IL COMPITO:
Riscrivi parola per parola tutte le voci riportate qui sotto.

MATERIALE FORNITO:

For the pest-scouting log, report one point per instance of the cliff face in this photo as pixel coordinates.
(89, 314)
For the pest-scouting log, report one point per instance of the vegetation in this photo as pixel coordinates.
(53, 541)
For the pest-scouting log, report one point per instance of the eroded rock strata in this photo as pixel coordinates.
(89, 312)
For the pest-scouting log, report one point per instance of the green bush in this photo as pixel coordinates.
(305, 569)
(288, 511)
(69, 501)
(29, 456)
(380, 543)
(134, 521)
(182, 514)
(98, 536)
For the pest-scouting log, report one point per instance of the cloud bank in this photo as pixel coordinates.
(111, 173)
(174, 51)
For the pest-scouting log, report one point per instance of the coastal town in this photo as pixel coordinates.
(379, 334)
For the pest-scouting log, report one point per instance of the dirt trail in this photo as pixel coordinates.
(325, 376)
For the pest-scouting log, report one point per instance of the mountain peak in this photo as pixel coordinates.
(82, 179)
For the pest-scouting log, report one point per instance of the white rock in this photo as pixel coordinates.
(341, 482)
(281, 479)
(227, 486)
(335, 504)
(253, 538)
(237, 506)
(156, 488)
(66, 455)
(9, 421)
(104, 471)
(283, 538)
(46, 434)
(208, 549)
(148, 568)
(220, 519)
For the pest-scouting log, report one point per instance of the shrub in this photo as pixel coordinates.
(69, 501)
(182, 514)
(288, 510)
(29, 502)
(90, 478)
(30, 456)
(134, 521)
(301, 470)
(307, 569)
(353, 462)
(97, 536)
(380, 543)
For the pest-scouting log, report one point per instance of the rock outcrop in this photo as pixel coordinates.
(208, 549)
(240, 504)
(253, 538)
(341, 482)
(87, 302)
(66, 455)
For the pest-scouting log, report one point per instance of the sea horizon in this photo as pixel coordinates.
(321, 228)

ESITO DEL COMPITO:
For the pest-scouting log, report one point per instance of the cliff face in this photo as pixel coordinates.
(89, 314)
For the pest-scouting log, report one point per instance of the vegetation in this photo as pixel coordinates.
(53, 541)
For the pest-scouting log, report one point per instance of the eroded rock strata in this photo as pixel coordinates.
(89, 312)
For the pest-scouting log, report one point per instance of the green bush in this photo as pixel coordinates.
(305, 569)
(288, 511)
(69, 501)
(29, 456)
(380, 543)
(134, 521)
(182, 514)
(98, 536)
For the pest-scouting log, report one point per instance of the cloud bank in this photo as pixel coordinates.
(111, 173)
(174, 51)
For the pest-scouting log, report one point per instance of the coastal town in this photo as pixel coordinates.
(379, 334)
For the pest-scouting log, report one point per instance of the dirt trail in this photo as pixel coordinates.
(325, 376)
For the pest-scouting log, report one point per instance of the mountain peak in this photo as pixel coordinates.
(82, 179)
For the pest-scouting log, report one point per instance of the white rock in this photo as pixel coordinates.
(341, 482)
(281, 479)
(227, 486)
(335, 504)
(253, 538)
(237, 506)
(156, 488)
(66, 455)
(9, 421)
(104, 471)
(283, 538)
(46, 434)
(208, 549)
(148, 568)
(220, 519)
For the pest-scouting log, report one point per instance of the shrub in this photo as pixel coordinates.
(69, 501)
(182, 514)
(288, 510)
(29, 502)
(90, 478)
(30, 456)
(134, 521)
(301, 470)
(307, 569)
(353, 462)
(97, 536)
(380, 543)
For the pest-scouting log, report one point per instance of the rock outcrop in this photo as pixel coordinates.
(208, 549)
(240, 504)
(253, 538)
(341, 482)
(87, 302)
(66, 455)
For the pest-scouting log, report one point per instance of the sea horizon in this photo as pixel coordinates.
(321, 228)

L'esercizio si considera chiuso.